Related papers: Qubit-based clock synchronization for QKD systems using a Bayesian approach

Qubit-based clock synchronization for QKD systems using a Bayesian approach

URL: http://arxiv.org/abs/2107.01304v1
Date: Fri, 2 Jul 2021 23:44:25 GMT
Title: Qubit-based clock synchronization for QKD systems using a Bayesian approach
Authors: Roderick D. Cochran and Daniel J. Gauthier
Abstract summary: Qubit-based synchronization protocols directly use the transmitted quantum states to achieve synchronization. We present a model system with accompanying simulations of an efficient three-state BB84 prepare-and-measure protocol with decoy states. We find that we can achieve a 95 percent synchronization confidence in only 4,140 communication bin widths.

### STATED TASK
Reproduce the full paper listing on qubit-based clock synchronization, word for word.

### DATASET ROWS
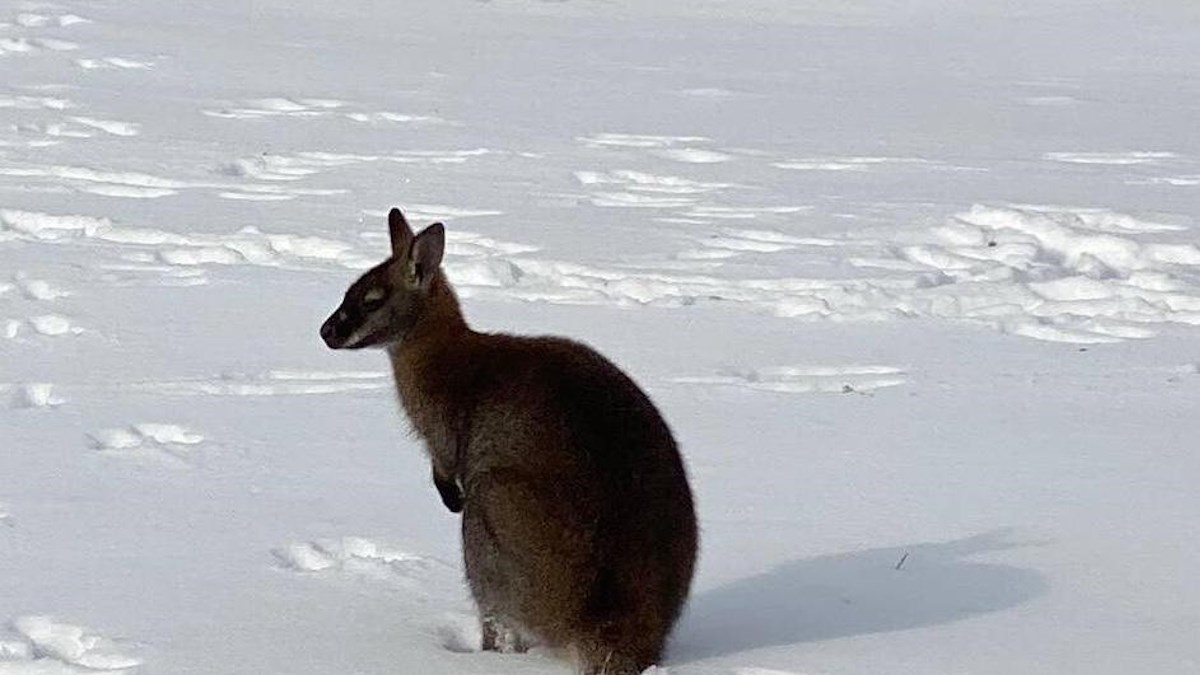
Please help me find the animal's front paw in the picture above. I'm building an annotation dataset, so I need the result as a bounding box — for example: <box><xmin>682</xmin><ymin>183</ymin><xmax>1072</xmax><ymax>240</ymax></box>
<box><xmin>433</xmin><ymin>474</ymin><xmax>462</xmax><ymax>513</ymax></box>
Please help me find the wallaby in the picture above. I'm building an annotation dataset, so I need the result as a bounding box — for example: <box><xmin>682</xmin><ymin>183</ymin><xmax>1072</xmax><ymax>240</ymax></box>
<box><xmin>320</xmin><ymin>209</ymin><xmax>697</xmax><ymax>675</ymax></box>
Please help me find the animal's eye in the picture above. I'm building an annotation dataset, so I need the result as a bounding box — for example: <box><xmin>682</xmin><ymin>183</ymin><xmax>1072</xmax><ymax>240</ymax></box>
<box><xmin>362</xmin><ymin>288</ymin><xmax>384</xmax><ymax>311</ymax></box>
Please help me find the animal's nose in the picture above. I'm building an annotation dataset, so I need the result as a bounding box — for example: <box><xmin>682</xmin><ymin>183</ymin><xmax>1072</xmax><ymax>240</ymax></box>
<box><xmin>320</xmin><ymin>318</ymin><xmax>337</xmax><ymax>345</ymax></box>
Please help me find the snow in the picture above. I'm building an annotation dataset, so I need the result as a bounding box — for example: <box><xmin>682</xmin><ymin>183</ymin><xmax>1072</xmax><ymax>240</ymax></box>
<box><xmin>0</xmin><ymin>0</ymin><xmax>1200</xmax><ymax>675</ymax></box>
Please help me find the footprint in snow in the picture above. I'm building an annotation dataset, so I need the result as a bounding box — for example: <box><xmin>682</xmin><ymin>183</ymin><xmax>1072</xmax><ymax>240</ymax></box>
<box><xmin>88</xmin><ymin>423</ymin><xmax>205</xmax><ymax>466</ymax></box>
<box><xmin>0</xmin><ymin>616</ymin><xmax>142</xmax><ymax>675</ymax></box>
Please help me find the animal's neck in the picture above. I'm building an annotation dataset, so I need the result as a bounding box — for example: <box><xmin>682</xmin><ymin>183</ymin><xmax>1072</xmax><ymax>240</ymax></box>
<box><xmin>388</xmin><ymin>273</ymin><xmax>473</xmax><ymax>438</ymax></box>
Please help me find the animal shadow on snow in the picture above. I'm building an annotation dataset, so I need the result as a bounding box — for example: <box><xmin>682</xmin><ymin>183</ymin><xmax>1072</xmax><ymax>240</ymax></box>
<box><xmin>671</xmin><ymin>530</ymin><xmax>1046</xmax><ymax>663</ymax></box>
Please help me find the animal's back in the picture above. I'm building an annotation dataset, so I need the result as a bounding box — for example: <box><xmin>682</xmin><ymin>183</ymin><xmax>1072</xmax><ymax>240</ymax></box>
<box><xmin>463</xmin><ymin>335</ymin><xmax>697</xmax><ymax>673</ymax></box>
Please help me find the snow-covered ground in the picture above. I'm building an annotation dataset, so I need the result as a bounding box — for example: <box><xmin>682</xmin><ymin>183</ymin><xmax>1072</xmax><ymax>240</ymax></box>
<box><xmin>0</xmin><ymin>0</ymin><xmax>1200</xmax><ymax>675</ymax></box>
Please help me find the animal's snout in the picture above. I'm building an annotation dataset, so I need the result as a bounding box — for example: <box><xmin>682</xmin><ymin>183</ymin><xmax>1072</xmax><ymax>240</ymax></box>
<box><xmin>320</xmin><ymin>311</ymin><xmax>346</xmax><ymax>350</ymax></box>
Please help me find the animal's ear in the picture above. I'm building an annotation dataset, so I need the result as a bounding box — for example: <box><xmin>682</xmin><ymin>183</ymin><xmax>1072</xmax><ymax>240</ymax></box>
<box><xmin>388</xmin><ymin>208</ymin><xmax>413</xmax><ymax>258</ymax></box>
<box><xmin>412</xmin><ymin>222</ymin><xmax>446</xmax><ymax>286</ymax></box>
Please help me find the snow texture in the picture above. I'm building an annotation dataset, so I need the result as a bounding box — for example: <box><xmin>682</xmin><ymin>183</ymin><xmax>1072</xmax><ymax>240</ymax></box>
<box><xmin>0</xmin><ymin>0</ymin><xmax>1200</xmax><ymax>675</ymax></box>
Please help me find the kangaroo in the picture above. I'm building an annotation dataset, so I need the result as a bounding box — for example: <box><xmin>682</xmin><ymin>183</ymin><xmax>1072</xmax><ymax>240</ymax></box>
<box><xmin>320</xmin><ymin>209</ymin><xmax>698</xmax><ymax>675</ymax></box>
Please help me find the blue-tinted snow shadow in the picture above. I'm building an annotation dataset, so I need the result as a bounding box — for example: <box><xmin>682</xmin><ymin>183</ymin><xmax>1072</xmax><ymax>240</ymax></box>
<box><xmin>670</xmin><ymin>530</ymin><xmax>1048</xmax><ymax>663</ymax></box>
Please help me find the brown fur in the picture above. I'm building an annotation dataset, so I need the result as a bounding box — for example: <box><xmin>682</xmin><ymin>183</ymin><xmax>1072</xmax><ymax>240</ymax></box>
<box><xmin>322</xmin><ymin>209</ymin><xmax>697</xmax><ymax>675</ymax></box>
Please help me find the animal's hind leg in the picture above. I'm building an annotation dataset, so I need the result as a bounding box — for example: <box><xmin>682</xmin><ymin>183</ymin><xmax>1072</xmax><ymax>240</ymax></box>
<box><xmin>480</xmin><ymin>614</ymin><xmax>529</xmax><ymax>653</ymax></box>
<box><xmin>577</xmin><ymin>643</ymin><xmax>656</xmax><ymax>675</ymax></box>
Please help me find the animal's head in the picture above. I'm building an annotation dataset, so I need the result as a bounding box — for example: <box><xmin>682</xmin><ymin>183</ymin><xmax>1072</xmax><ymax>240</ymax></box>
<box><xmin>320</xmin><ymin>209</ymin><xmax>445</xmax><ymax>350</ymax></box>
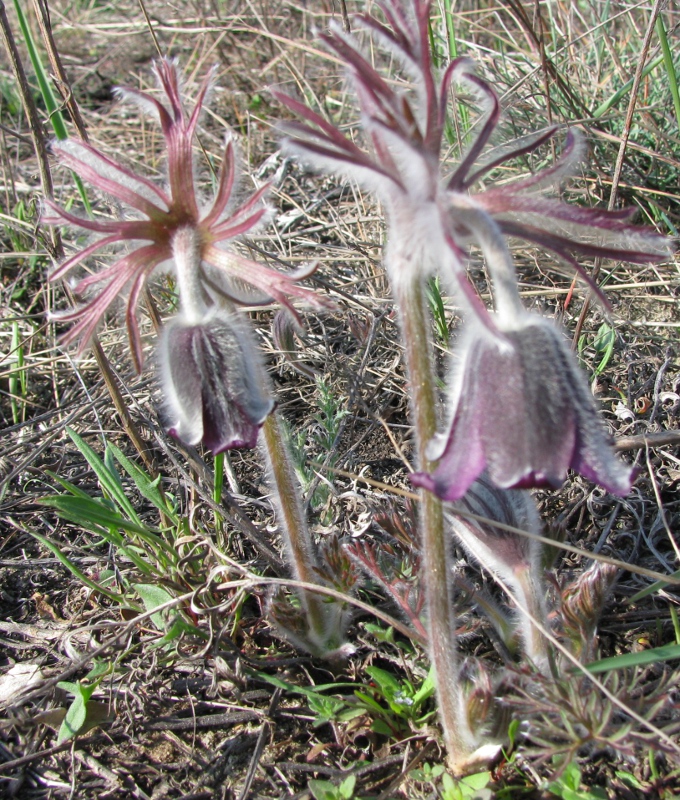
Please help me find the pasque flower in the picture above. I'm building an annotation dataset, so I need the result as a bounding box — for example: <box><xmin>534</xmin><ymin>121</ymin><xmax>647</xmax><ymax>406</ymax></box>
<box><xmin>447</xmin><ymin>473</ymin><xmax>548</xmax><ymax>670</ymax></box>
<box><xmin>411</xmin><ymin>314</ymin><xmax>633</xmax><ymax>500</ymax></box>
<box><xmin>44</xmin><ymin>59</ymin><xmax>324</xmax><ymax>370</ymax></box>
<box><xmin>277</xmin><ymin>0</ymin><xmax>669</xmax><ymax>499</ymax></box>
<box><xmin>158</xmin><ymin>310</ymin><xmax>274</xmax><ymax>453</ymax></box>
<box><xmin>275</xmin><ymin>0</ymin><xmax>668</xmax><ymax>306</ymax></box>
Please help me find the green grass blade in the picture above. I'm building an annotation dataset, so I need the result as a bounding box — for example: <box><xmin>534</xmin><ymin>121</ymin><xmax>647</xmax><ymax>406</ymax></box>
<box><xmin>38</xmin><ymin>495</ymin><xmax>153</xmax><ymax>538</ymax></box>
<box><xmin>656</xmin><ymin>14</ymin><xmax>680</xmax><ymax>131</ymax></box>
<box><xmin>627</xmin><ymin>569</ymin><xmax>680</xmax><ymax>605</ymax></box>
<box><xmin>593</xmin><ymin>55</ymin><xmax>663</xmax><ymax>119</ymax></box>
<box><xmin>107</xmin><ymin>444</ymin><xmax>179</xmax><ymax>525</ymax></box>
<box><xmin>66</xmin><ymin>428</ymin><xmax>142</xmax><ymax>528</ymax></box>
<box><xmin>585</xmin><ymin>644</ymin><xmax>680</xmax><ymax>673</ymax></box>
<box><xmin>14</xmin><ymin>0</ymin><xmax>92</xmax><ymax>216</ymax></box>
<box><xmin>27</xmin><ymin>531</ymin><xmax>129</xmax><ymax>606</ymax></box>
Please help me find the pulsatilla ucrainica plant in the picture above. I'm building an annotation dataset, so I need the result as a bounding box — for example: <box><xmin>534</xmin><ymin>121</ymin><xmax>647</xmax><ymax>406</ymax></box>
<box><xmin>43</xmin><ymin>59</ymin><xmax>354</xmax><ymax>655</ymax></box>
<box><xmin>46</xmin><ymin>0</ymin><xmax>668</xmax><ymax>772</ymax></box>
<box><xmin>276</xmin><ymin>0</ymin><xmax>668</xmax><ymax>770</ymax></box>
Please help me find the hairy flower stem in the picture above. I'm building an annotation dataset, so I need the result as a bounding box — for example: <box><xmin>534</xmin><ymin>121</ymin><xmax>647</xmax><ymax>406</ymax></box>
<box><xmin>393</xmin><ymin>277</ymin><xmax>473</xmax><ymax>771</ymax></box>
<box><xmin>262</xmin><ymin>412</ymin><xmax>329</xmax><ymax>645</ymax></box>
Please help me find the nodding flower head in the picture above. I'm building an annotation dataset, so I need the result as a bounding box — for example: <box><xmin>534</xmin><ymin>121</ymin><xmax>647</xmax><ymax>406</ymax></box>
<box><xmin>276</xmin><ymin>0</ymin><xmax>669</xmax><ymax>318</ymax></box>
<box><xmin>43</xmin><ymin>59</ymin><xmax>326</xmax><ymax>371</ymax></box>
<box><xmin>158</xmin><ymin>310</ymin><xmax>274</xmax><ymax>453</ymax></box>
<box><xmin>411</xmin><ymin>314</ymin><xmax>633</xmax><ymax>500</ymax></box>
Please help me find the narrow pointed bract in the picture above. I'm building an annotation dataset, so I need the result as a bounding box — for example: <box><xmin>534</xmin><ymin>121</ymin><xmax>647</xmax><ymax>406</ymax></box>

### SOLUTION TO THIS TASK
Related papers: Qubit-based clock synchronization for QKD systems using a Bayesian approach

Qubit-based clock synchronization for QKD systems using a Bayesian approach

URL: http://arxiv.org/abs/2107.01304v1
Date: Fri, 2 Jul 2021 23:44:25 GMT
Title: Qubit-based clock synchronization for QKD systems using a Bayesian approach
Authors: Roderick D. Cochran and Daniel J. Gauthier
Abstract summary: Qubit-based synchronization protocols directly use the transmitted quantum states to achieve synchronization. We present a model system with accompanying simulations of an efficient three-state BB84 prepare-and-measure protocol with decoy states. We find that we can achieve a 95 percent synchronization confidence in only 4,140 communication bin widths.